How Physical Therapy Helps Manage Chronic Pain

 

Source: practicalpainmanagement.com

 

Approximately 50 million in the United States are suffering from chronic pain. What is chronic pain, and how is it different from the ordinary pain that we sometimes feel?

Chronic pain can impede your daily recreational and professional activities, and it can have a significant impact on your capacity to focus, relax, and live a happy life. Several therapies are available to help manage chronic pain – massage, exercise, acupuncture, medications, and other forms of treatments. Undergoing physical therapy for your chronic pain is also an excellent choice, and it might help you control your pain and restore normal mobility.

If you suffer from chronic pain, seeking assistance from a physical therapist can tremendously help alleviate your pain, and your therapist can provide techniques for self-management of your pain. What does physical therapy for chronic pain entail? And in the first place, what is chronic pain?

Chronic Pain

The most basic meaning of chronic pain is pain that has existed for more than 12 weeks. But it could be more complicated than this, and the most suitable means to understand this type of pain is to know more about its close relative: acute pain. Acute pain is a type of pain that has a sudden onset and disappears after a few weeks. Usually, acute pain is a result of traumatic events that harm the body’s tissues.

For example, if you hurt your hand with a hammer, this results in acute pain. This pain is severe and abrupt, and you can identify the cause of the pain. Your hand becomes inflamed, painful, and red. For a few weeks, this pain disappears as your hand recovers.

Source: everydayhealth.com

Now picture yourself smashing your hand with a hammer all over again. Your hand gets inflamed, sore, and red. However, this time, picture your hand pain progressing long after the indications of the injury have subsided. The tissues are obviously healed, but your hand is still aching. When you attempt to move your hand, the pain is still there and is even worse. This is known as chronic pain.

# GIVEN DATA
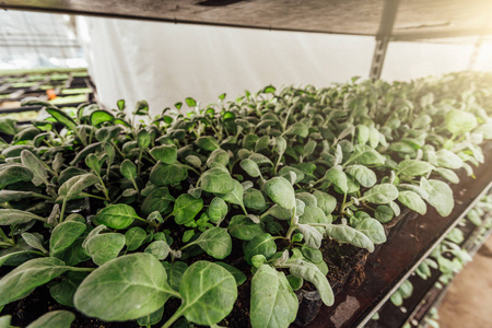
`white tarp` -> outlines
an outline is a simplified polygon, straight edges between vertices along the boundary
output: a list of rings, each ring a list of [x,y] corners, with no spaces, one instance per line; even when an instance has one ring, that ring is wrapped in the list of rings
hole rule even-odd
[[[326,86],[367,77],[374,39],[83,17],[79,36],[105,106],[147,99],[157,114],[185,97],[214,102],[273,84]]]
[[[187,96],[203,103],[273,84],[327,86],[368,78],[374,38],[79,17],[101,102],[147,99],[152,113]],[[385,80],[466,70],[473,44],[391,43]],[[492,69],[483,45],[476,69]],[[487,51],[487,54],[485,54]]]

...

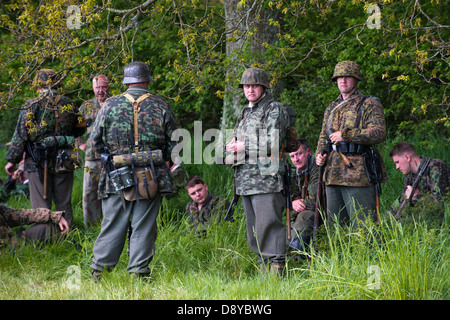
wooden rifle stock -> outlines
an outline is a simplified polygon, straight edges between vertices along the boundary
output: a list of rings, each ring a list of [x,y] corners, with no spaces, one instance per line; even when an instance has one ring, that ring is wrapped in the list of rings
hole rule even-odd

...

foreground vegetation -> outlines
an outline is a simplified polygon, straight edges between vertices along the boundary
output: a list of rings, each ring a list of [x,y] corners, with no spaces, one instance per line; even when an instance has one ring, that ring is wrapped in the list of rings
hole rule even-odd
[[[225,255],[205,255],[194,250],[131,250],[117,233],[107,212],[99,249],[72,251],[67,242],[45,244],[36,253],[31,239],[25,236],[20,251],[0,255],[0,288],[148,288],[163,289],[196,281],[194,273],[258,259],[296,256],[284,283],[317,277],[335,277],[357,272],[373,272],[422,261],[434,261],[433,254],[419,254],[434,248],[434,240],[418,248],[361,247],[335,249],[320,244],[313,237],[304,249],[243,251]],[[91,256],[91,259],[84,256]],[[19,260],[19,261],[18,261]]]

# WHAT TO DO
Answer these questions using the chronic pain text.
1. About how many people in the United States suffer from chronic pain?
2. In its most basic meaning, how long has chronic pain existed?
3. What injury does the text use as its example of acute pain?
The records are independent material and have no connection to the text.

# EXERCISE RESPONSE
1. Approximately 50 million.
2. More than 12 weeks.
3. Hurting your hand with a hammer.